[Job] Print all entries word for word.

[Provided data]
__________

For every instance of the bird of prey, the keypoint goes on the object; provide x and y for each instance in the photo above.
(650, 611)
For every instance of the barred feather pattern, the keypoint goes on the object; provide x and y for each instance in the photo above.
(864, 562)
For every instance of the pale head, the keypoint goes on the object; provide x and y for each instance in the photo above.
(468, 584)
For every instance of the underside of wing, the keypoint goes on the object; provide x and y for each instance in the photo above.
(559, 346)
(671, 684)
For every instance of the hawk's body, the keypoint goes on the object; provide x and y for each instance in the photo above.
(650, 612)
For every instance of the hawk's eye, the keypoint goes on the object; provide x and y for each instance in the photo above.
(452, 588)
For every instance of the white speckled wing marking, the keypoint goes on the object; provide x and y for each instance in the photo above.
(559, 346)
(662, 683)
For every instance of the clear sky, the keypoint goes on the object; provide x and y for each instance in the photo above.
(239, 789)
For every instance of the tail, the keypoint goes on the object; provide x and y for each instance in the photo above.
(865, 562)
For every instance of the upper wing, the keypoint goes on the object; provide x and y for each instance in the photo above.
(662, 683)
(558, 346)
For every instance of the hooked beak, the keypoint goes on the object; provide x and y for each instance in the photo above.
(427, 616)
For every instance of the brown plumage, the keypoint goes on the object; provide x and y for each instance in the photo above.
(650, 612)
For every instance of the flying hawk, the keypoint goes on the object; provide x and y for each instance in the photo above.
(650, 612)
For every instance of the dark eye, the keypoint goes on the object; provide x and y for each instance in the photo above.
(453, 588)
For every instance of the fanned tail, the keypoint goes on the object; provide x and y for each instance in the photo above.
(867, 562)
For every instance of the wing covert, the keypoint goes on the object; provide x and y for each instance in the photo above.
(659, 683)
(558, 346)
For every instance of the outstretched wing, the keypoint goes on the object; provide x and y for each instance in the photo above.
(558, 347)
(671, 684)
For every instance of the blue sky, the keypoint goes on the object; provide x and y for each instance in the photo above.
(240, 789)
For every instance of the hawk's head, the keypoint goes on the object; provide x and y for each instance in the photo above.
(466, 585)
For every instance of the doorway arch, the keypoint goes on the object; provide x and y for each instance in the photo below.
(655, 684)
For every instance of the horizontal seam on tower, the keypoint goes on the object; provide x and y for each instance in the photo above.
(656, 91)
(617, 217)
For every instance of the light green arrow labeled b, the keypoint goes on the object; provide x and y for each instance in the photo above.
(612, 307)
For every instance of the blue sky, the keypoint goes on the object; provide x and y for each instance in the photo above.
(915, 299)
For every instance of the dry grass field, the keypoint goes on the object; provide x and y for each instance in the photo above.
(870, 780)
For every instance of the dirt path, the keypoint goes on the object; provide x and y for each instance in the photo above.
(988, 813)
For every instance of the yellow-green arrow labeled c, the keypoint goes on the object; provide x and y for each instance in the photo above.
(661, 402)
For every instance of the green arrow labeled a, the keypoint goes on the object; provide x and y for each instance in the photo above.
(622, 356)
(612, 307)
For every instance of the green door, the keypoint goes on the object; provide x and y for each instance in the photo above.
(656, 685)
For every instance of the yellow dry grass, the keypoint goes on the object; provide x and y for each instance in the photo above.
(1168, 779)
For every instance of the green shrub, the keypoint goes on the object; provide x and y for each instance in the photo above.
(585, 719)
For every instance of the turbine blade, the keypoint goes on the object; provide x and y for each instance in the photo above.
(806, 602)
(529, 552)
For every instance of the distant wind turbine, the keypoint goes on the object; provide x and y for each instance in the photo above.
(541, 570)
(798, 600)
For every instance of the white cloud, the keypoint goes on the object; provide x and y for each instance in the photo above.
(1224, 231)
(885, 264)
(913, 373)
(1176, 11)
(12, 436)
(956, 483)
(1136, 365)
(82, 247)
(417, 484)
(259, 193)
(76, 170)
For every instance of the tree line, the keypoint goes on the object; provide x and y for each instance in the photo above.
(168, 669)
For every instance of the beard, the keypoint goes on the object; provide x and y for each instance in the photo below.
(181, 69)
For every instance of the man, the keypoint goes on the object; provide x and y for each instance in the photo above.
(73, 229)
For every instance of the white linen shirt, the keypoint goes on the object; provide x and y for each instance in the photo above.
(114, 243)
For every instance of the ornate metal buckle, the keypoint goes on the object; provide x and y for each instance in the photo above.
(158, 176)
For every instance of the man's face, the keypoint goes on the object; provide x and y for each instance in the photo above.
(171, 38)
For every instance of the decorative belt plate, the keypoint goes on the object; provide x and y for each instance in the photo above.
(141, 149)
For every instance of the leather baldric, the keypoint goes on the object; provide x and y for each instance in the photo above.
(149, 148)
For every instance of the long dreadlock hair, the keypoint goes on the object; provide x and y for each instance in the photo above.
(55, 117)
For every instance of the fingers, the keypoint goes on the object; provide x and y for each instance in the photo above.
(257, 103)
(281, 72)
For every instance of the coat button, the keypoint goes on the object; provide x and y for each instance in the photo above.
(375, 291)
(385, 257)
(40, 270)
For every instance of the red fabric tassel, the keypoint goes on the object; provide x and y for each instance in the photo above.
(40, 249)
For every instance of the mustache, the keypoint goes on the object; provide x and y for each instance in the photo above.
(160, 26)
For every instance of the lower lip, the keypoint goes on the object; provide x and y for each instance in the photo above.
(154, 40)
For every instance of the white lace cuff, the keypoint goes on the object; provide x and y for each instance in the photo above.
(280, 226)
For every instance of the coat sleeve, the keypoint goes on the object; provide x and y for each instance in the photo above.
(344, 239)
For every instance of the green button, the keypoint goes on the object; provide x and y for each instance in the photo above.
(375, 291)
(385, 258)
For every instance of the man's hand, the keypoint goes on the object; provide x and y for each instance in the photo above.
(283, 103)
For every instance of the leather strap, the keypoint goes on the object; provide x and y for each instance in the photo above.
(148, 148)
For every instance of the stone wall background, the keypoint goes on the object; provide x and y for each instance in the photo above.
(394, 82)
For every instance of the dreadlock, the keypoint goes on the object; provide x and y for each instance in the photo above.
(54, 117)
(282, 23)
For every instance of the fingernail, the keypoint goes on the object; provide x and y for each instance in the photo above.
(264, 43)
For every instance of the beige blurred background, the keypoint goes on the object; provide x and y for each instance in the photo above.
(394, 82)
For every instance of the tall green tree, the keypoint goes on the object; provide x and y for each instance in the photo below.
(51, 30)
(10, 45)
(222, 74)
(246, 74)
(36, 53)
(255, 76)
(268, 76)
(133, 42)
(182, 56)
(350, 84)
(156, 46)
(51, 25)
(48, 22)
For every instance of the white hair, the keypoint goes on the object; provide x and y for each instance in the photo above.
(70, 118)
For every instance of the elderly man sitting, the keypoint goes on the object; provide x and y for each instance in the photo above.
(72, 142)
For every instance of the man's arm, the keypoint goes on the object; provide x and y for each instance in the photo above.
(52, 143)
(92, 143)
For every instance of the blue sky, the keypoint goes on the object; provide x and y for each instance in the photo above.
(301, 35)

__________

[Task result]
For every instance of the bird of prey, the keypoint goes on the object; provide x and y for each instance in the photo above.
(650, 611)
For every instance of the barred feather pattern, the keypoint goes on the object; provide x and y for each instance in the photo above.
(864, 562)
For every instance of the pale head, the keypoint goes on the object; provide x and y for each instance in the photo above.
(468, 584)
For every instance of the underside of wing, the keypoint goes on the object; provide x and y for each instance in the photo above.
(559, 346)
(671, 684)
For every instance of the hawk's body, the keypoint goes on the object; provide x and y for each instance in the photo above.
(650, 612)
For every instance of the hawk's eye, the keypoint goes on the object; provide x and y for each instance in the photo above.
(452, 588)
For every instance of the white speckled wing marking, the keypoint goes on the object; provide x and y for each instance in the photo above.
(559, 346)
(662, 683)
For every instance of the clear sky, the keypoint goes on the object; provide x and y for each instance in the photo above.
(239, 789)
For every instance of the tail, the keypoint goes on the object; provide x and y for each instance in the photo above.
(865, 562)
For every instance of the upper wing, the keypoint goes on the object; provide x and y for each instance in the photo above.
(662, 683)
(558, 346)
For every instance of the hooked beak, the keypoint goes on the object; provide x and y for each instance in the photo above.
(427, 616)
For every instance of the brown plumage, the keypoint goes on the object; provide x and y for each instance in the photo above.
(650, 612)
For every instance of the flying hawk, the keypoint goes on the object; provide x and y for each instance in the photo above.
(650, 612)
For every instance of the dark eye, the keypoint goes on the object; provide x and y for each instance in the photo above.
(453, 588)
For every instance of the fanned tail, the keypoint goes on the object; provide x and y for each instance in the photo above.
(867, 562)
For every instance of the wing covert, the keypoint goes on the object; provide x and y for each instance in the photo above.
(659, 683)
(558, 346)
For every instance of the outstretched wing, the keypoint goes on the object; provide x and y for each instance in the photo above.
(558, 347)
(671, 684)
For every instance of the blue sky, the keypoint goes on the object; provide x and y for each instance in the photo above.
(240, 789)
For every instance of the hawk's head, the keypoint goes on the object; provide x and y for each instance in the photo above.
(466, 585)
For every instance of the doorway arch, the keypoint goes on the object; provide x and y for each instance in the photo below.
(655, 684)
For every instance of the horizontal seam on tower, the keypoint goes on the object; provide x and y for each instance in the photo above.
(656, 91)
(617, 217)
For every instance of the light green arrow labeled b, the keypoint goes on the object; provide x and y for each instance in the photo above.
(612, 307)
For every instance of the blue sky, the keypoint goes on the object; provide x and y for each instance in the photo above.
(915, 299)
For every instance of the dry grass field, the keypoint goes on the object; provide x and y for each instance in the photo above.
(870, 780)
For every instance of the dirt path, the keypoint goes on the object; provide x and y for each instance in the photo above.
(988, 813)
For every instance of the yellow-green arrow labeled c, the keypoint goes on the object; provide x and y for each instance in the photo above.
(661, 402)
For every instance of the green arrow labeled a, the keypoint goes on the object; provide x and y for each instance in the photo above.
(622, 356)
(612, 307)
For every instance of the green door, the keypoint goes on the object; provide x and y for each instance in the photo above.
(656, 685)
For every instance of the yellow dry grass, the keypoint goes on the object; provide x and y for each instance in the photo above.
(1168, 779)
For every instance of the green shrub, the keypoint goes on the object; provide x and y for each instance in the photo above.
(585, 719)
For every instance of the turbine blade, the keypoint goes on the object; provide x and y for each instance in the photo above.
(806, 602)
(529, 552)
For every instance of the distant wind turbine, the keypoint goes on the object; provide x and y for each instance in the photo above.
(541, 570)
(798, 600)
For every instance of the white cloud, the keypoint goes on the object; provide x and y for each instance in the photo above.
(1224, 231)
(885, 264)
(913, 373)
(1176, 11)
(12, 436)
(956, 483)
(1136, 365)
(82, 247)
(417, 484)
(259, 193)
(76, 170)
For every instance of the tree line, the keypoint goes on the object; provide x and y for each instance in the photo above.
(168, 669)
For every instance of the beard, the keypoint goes on the object; provide x and y for each instance in the photo below.
(181, 69)
For every instance of the man, the keypoint goes on the object; provide x and y for each instance in the photo above.
(73, 229)
For every instance of the white linen shirt, the keypoint goes on the object; provide x and y for each instance in the photo above.
(114, 243)
For every instance of the ornate metal buckle, the keypoint goes on the object; provide x and y for each instance in the photo above.
(158, 176)
For every instance of the man's face, the keypoint goes on the object; provide x and y for each instance in the photo above.
(171, 38)
For every instance of the decorative belt plate, the keypoint goes on the object; provide x and y for each instance in the photo above.
(141, 149)
For every instance of the leather baldric, the keypoint goes on the object; provide x and y for each instance in the photo above.
(149, 148)
For every instance of the long dreadlock hair, the keypoint goes on the object; provide x and y for each instance in the photo above.
(55, 117)
For every instance of the fingers, the keypoint goes on the object; provide x and y for each instance in the photo above.
(257, 103)
(281, 72)
For every instance of the coat button, the keypoint goes on the object; provide x and y for each instance in the photo above.
(375, 291)
(385, 257)
(40, 270)
For every instance of the red fabric tassel, the keypoint goes on the object; provide x and y for each instance in the photo above.
(40, 249)
For every instance of the mustache, the keypoint goes on the object; provide x and y for each instance in the photo above.
(160, 26)
For every instance of the lower lip, the keypoint goes on the object; provide x and y for each instance in the photo above.
(154, 40)
For every instance of the white lace cuff, the keypoint goes on the object; provide x and y for each instance in the photo above.
(280, 226)
For every instance of the coat sleeve, the keypoint goes on the object; provide x and y for each instance in the photo above.
(344, 239)
For every instance of the green button, the keypoint goes on the object; provide x and y for each instance in the photo above.
(375, 291)
(385, 258)
For every instance of the man's hand, the keypoint goes on the object; provide x and y for each instance in the photo above.
(283, 103)
For every instance of the leather strap, the keypoint goes on the object; provide x and y for each instance in the photo above.
(148, 148)
For every instance of the stone wall background, the keypoint goes on the object; provide x and y for each instance in the photo above.
(394, 82)
For every instance of the dreadlock, the keypoint goes on the object; provide x and y for each instance in the photo above.
(54, 117)
(282, 23)
For every instance of the fingernail, the keypoint goes on the object; provide x and y for each instance in the photo above.
(264, 43)
For every instance of the beige blurred background, the keypoint goes on the object; provide x and y for each instance in the photo above.
(394, 82)
For every instance of the tall green tree, the keypoint goes on the object; provide x and y for each instance in the photo below.
(51, 30)
(10, 45)
(222, 74)
(246, 74)
(36, 53)
(255, 76)
(268, 76)
(133, 42)
(182, 56)
(350, 84)
(156, 46)
(51, 25)
(48, 22)
For every instance of the white hair, the keypoint goes on the object; provide x and y for each instance in the photo above.
(70, 118)
For every instance of the elderly man sitting, the keypoint goes on the object; provide x and y for each instance in the photo above.
(72, 142)
For every instance of the man's arm, the keypoint goes on the object; provide x and y for each instance in the photo above.
(52, 143)
(92, 143)
For every instance of the blue sky, the keypoint goes on the object; provide x and y for each instance in the photo above.
(301, 35)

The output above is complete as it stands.